═════ Data provided ═════
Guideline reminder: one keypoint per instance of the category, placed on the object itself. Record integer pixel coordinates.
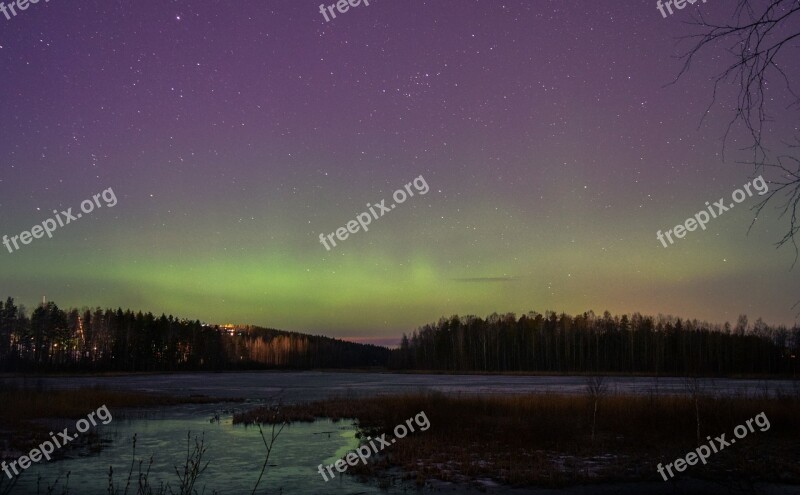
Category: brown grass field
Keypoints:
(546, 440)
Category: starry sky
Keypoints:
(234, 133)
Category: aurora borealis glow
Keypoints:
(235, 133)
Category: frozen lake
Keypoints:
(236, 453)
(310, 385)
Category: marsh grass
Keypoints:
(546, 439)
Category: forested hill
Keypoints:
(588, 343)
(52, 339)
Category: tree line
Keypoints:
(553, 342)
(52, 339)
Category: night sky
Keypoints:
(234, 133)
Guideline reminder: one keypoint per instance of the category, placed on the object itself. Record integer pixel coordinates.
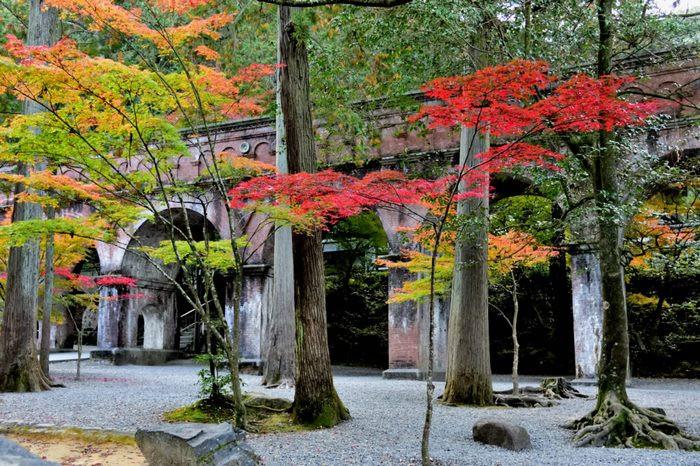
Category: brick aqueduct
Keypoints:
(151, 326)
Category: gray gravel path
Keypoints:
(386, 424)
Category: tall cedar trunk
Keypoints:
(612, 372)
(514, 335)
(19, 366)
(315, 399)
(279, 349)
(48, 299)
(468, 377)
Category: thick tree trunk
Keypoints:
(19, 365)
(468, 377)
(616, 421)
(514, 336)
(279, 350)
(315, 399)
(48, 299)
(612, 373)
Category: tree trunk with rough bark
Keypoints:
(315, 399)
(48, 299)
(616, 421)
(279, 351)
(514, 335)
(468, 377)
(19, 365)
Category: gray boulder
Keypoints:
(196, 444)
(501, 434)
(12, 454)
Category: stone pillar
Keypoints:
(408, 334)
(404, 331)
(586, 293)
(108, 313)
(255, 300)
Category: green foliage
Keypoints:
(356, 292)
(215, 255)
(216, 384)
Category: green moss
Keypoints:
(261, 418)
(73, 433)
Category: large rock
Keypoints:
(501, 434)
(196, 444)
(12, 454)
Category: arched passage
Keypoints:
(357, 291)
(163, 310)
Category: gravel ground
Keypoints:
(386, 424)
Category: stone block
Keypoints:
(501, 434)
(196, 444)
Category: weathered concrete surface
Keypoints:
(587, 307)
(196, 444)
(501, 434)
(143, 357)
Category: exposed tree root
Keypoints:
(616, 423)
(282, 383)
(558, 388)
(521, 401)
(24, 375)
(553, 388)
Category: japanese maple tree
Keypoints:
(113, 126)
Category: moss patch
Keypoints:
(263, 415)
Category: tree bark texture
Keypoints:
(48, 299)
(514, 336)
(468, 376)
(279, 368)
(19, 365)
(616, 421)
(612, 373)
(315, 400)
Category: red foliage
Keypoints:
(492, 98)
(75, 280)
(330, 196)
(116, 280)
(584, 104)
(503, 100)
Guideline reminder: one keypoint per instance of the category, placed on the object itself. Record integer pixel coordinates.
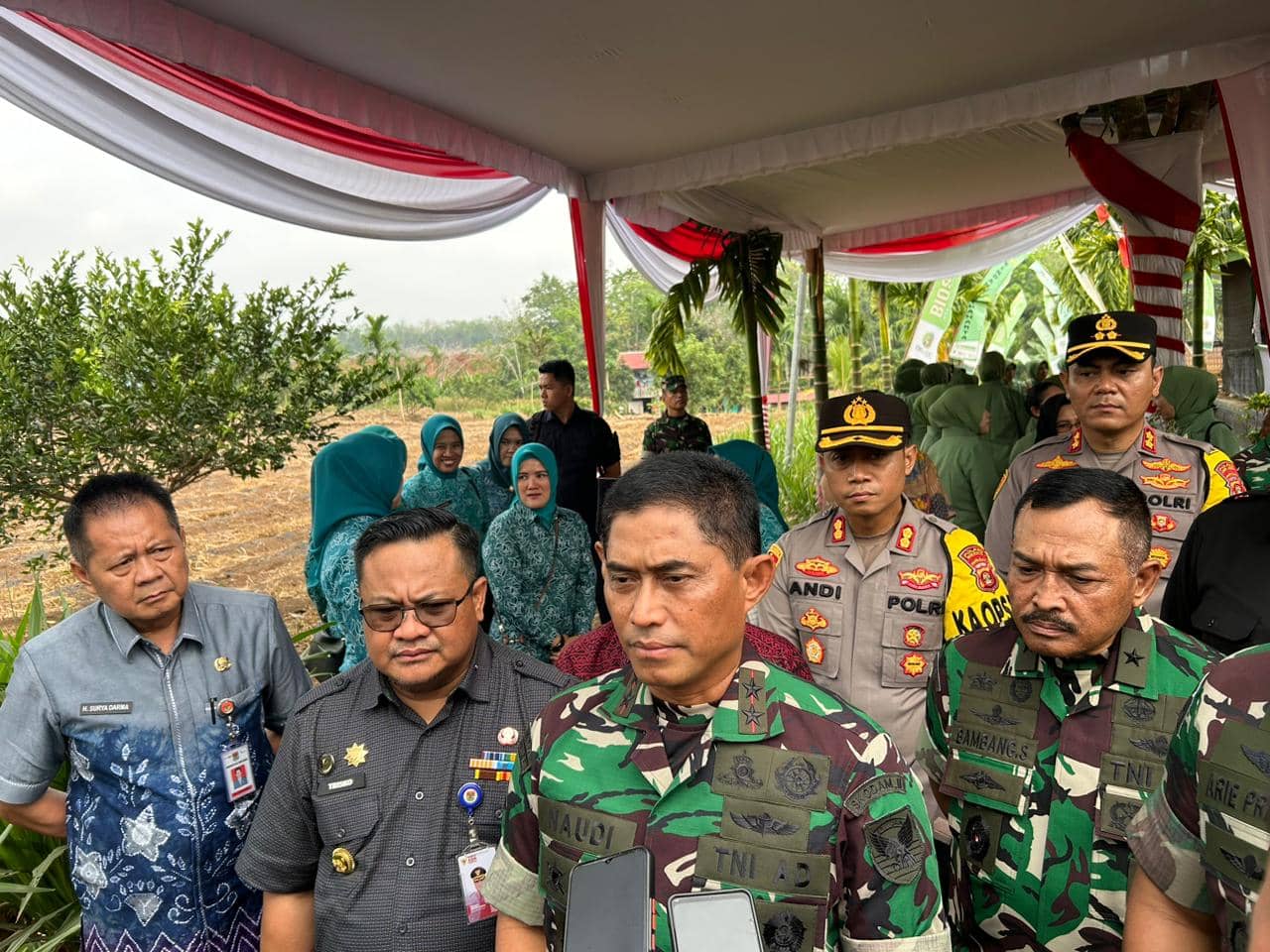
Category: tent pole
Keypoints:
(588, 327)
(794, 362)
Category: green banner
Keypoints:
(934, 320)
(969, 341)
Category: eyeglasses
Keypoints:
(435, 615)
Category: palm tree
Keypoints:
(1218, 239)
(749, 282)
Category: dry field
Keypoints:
═════
Reproduce each entry exactly, without the pictures.

Guideline reminder: one keypoint per instance of the category, placed on the object itself. Record integer pixel coordinates.
Category: brown grass field
Keypoints:
(546, 440)
Category: starry sky
Keypoints:
(234, 133)
Category: aurora borealis glow
Keypoints:
(235, 133)
Category: frozen lake
Keypoints:
(236, 453)
(310, 385)
Category: marsh grass
Keypoints:
(546, 439)
Category: forested hill
Keypoints:
(588, 343)
(52, 339)
Category: tree line
Keypoints:
(553, 342)
(52, 339)
Category: night sky
Keypoints:
(234, 133)
Guideline reminder: one keypoint per instance of the category, placed on the object itself. Record integer pixel coordinates.
Category: brick aqueduct
Keypoints:
(151, 326)
Category: gray gravel path
Keypoints:
(386, 424)
Category: tall cedar trunk
Keypoints:
(612, 372)
(514, 335)
(19, 366)
(315, 399)
(279, 349)
(48, 299)
(468, 377)
Category: thick tree trunk
Keypoints:
(19, 365)
(468, 377)
(616, 421)
(514, 336)
(279, 350)
(315, 399)
(48, 299)
(612, 373)
Category: tree trunk with rough bark
Keypoints:
(315, 399)
(48, 299)
(616, 421)
(279, 351)
(514, 335)
(468, 377)
(19, 365)
Category: gray boulder
Keypoints:
(196, 444)
(501, 434)
(12, 454)
Category: stone pillar
Keypoints:
(408, 334)
(404, 331)
(586, 293)
(108, 313)
(255, 300)
Category: green foliage
Keypoints:
(356, 292)
(215, 255)
(216, 384)
Category: green moss
Keypoints:
(261, 418)
(73, 433)
Category: large rock
Keypoints:
(501, 434)
(196, 444)
(12, 454)
Category: arched passage
Keypoints:
(357, 291)
(163, 310)
Category: gravel ground
Keypoints:
(386, 424)
Category: stone block
Keypoints:
(501, 434)
(196, 444)
Category: weathered concrete surface
Keypoints:
(587, 307)
(196, 444)
(501, 434)
(143, 357)
Category: exposed tree root
Keypoints:
(616, 423)
(282, 383)
(558, 388)
(521, 401)
(24, 375)
(553, 388)
Category: japanese maple tree
Keypoints:
(113, 126)
Category: moss patch
Keypoints:
(263, 415)
Category: tree bark texture
Keypoints:
(48, 299)
(514, 336)
(468, 376)
(279, 368)
(19, 365)
(616, 421)
(612, 373)
(315, 400)
Category: red foliage
Keypoints:
(492, 98)
(75, 280)
(330, 196)
(116, 280)
(584, 104)
(503, 100)
Guideline reminder: one keypoint per instance of the category, placed on the object itself. Record integer pixel coordinates.
Category: tent pole
Keypoints:
(588, 327)
(794, 362)
Category: green banner
Keypoints:
(934, 320)
(969, 341)
Category: eyeglasses
Keypoints:
(435, 615)
Category: palm tree
Keypoints:
(1218, 239)
(749, 282)
Category: dry field
Keypoints:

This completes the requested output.